> **Document passage**:
# # # # #
Comments and danmaku
Pull the full comment tree on any object, and decode bullet-chat into rows.
bilibili has two kinds of conversation: threaded comments under an object, and danmaku, the bullet-chat that scrolls across a video. bili reads both as clean structured records.
Comments
bili comments BV17x411w7KC
comments walks the full comment tree: top-level comments and the replies
nested under each one. It works on anything that can be commented on, not just
videos, and figures out the object type from the id you give it:
bili comments BV17x411w7KC # a video
bili comments cv7018872 # a column article
bili comments au1 # an audio track
bili comments <dynamic-id> # a dynamic post
Each record carries the author, the text, the like count, the timestamp, and the reply relationship, so you can reconstruct threads downstream:
bili comments BVID -o jsonl > comments.jsonl
Use -n to cap how many you pull on a busy video, and --order where the
endpoint supports sorting by time or by likes.
# # # # #
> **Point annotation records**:

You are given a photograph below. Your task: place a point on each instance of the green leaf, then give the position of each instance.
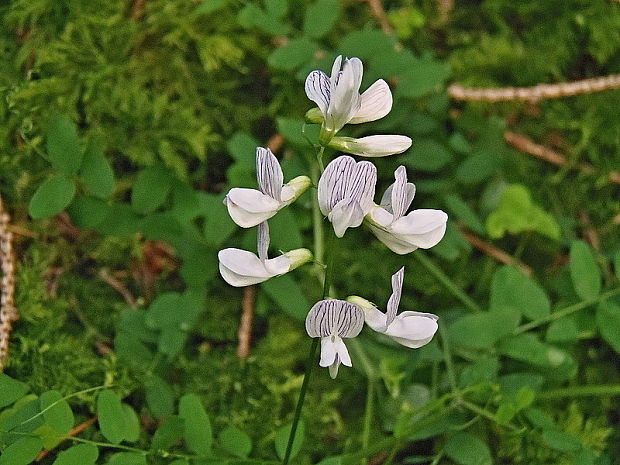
(242, 147)
(293, 54)
(82, 454)
(52, 197)
(285, 291)
(88, 212)
(427, 75)
(480, 371)
(151, 189)
(63, 146)
(562, 330)
(464, 213)
(282, 436)
(366, 44)
(218, 225)
(467, 449)
(10, 390)
(584, 271)
(21, 452)
(168, 434)
(198, 433)
(127, 458)
(96, 172)
(478, 167)
(112, 419)
(608, 322)
(59, 416)
(121, 220)
(482, 330)
(235, 441)
(132, 424)
(559, 440)
(159, 397)
(517, 213)
(427, 155)
(204, 8)
(505, 412)
(321, 17)
(527, 348)
(512, 291)
(131, 349)
(539, 418)
(284, 231)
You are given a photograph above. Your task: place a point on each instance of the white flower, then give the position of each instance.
(411, 329)
(338, 96)
(346, 189)
(242, 268)
(332, 320)
(249, 207)
(372, 146)
(402, 233)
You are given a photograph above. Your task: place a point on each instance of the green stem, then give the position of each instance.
(311, 359)
(317, 221)
(485, 413)
(319, 158)
(566, 311)
(447, 356)
(69, 396)
(368, 414)
(300, 401)
(581, 391)
(447, 282)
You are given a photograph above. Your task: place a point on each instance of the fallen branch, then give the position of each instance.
(245, 327)
(535, 93)
(527, 145)
(119, 287)
(494, 252)
(74, 432)
(8, 312)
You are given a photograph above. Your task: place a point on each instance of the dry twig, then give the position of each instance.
(494, 252)
(8, 312)
(535, 93)
(245, 327)
(74, 432)
(526, 145)
(119, 287)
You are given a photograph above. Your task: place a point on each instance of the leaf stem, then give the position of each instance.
(368, 414)
(601, 390)
(566, 311)
(447, 356)
(447, 282)
(311, 356)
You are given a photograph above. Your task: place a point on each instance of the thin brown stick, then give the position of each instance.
(245, 327)
(8, 312)
(589, 233)
(535, 93)
(74, 432)
(376, 8)
(494, 252)
(119, 287)
(527, 145)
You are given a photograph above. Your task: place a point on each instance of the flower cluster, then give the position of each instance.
(346, 191)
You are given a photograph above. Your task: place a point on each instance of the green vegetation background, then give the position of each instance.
(163, 103)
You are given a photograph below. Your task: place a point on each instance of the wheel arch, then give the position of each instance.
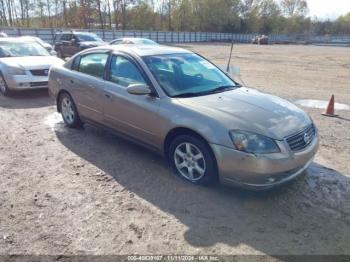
(60, 92)
(177, 131)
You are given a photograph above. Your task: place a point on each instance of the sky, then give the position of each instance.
(325, 9)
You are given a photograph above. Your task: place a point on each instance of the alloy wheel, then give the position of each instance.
(189, 161)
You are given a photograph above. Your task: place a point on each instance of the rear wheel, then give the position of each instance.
(192, 159)
(69, 111)
(3, 86)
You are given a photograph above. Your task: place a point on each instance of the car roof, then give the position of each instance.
(134, 38)
(14, 39)
(143, 50)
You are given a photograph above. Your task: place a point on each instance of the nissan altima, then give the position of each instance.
(24, 65)
(179, 104)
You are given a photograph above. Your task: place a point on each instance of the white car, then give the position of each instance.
(24, 65)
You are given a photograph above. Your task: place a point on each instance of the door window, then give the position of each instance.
(124, 72)
(66, 37)
(93, 64)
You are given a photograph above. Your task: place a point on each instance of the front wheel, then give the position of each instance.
(69, 111)
(193, 160)
(3, 86)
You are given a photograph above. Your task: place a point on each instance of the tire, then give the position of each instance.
(69, 111)
(4, 90)
(192, 159)
(59, 54)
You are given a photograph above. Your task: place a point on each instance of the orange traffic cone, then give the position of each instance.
(330, 108)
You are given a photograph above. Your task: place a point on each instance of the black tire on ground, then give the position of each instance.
(65, 101)
(210, 175)
(4, 90)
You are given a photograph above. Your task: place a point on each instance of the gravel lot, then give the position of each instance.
(86, 191)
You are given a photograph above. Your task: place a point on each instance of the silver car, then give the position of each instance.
(182, 106)
(24, 65)
(132, 40)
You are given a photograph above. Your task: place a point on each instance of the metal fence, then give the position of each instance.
(48, 34)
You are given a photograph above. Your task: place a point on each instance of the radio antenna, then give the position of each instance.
(229, 59)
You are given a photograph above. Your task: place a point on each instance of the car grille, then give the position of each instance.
(34, 84)
(302, 139)
(40, 72)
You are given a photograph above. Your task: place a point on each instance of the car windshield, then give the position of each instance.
(187, 75)
(89, 37)
(12, 49)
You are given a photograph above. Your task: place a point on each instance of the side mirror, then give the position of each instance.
(139, 89)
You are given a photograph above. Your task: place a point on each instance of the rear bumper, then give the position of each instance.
(262, 172)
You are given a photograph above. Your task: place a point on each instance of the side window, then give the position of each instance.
(75, 64)
(93, 64)
(123, 72)
(66, 37)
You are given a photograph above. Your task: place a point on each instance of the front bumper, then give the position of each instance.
(23, 82)
(261, 172)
# # # # #
> **Task requirements**:
1 – In the bili comments documentation, which option limits how many comments are pulled from a busy video?
2 – Extend the bili comments documentation from its last sentence.
This listing was taken from a separate source.

> **Per-task answers**:
1 – The -n option.

2 –
Danmaku
bili danmaku BV17x411w7KC
Danmaku is delivered as protobuf segments, one per six minutes of video. bili
fetches the segments for a part and decodes them into rows with progress (the
millisecond offset into the video), mode, color, fontsize, content, and
the sender's hashed id.
Because it is plain data, it answers questions a player cannot:
# the busiest moments, by comment count per 10s bucket
bili danmaku BVID -o jsonl \
| jq -r '(.progress/10000|floor) ' | sort -n | uniq -c | sort -rn | head
# every comment in the first minute
bili danmaku BVID -o jsonl | jq -r 'select(.progress < 60000) | .content'
For a multi-part video, --page selects the part (see
videos).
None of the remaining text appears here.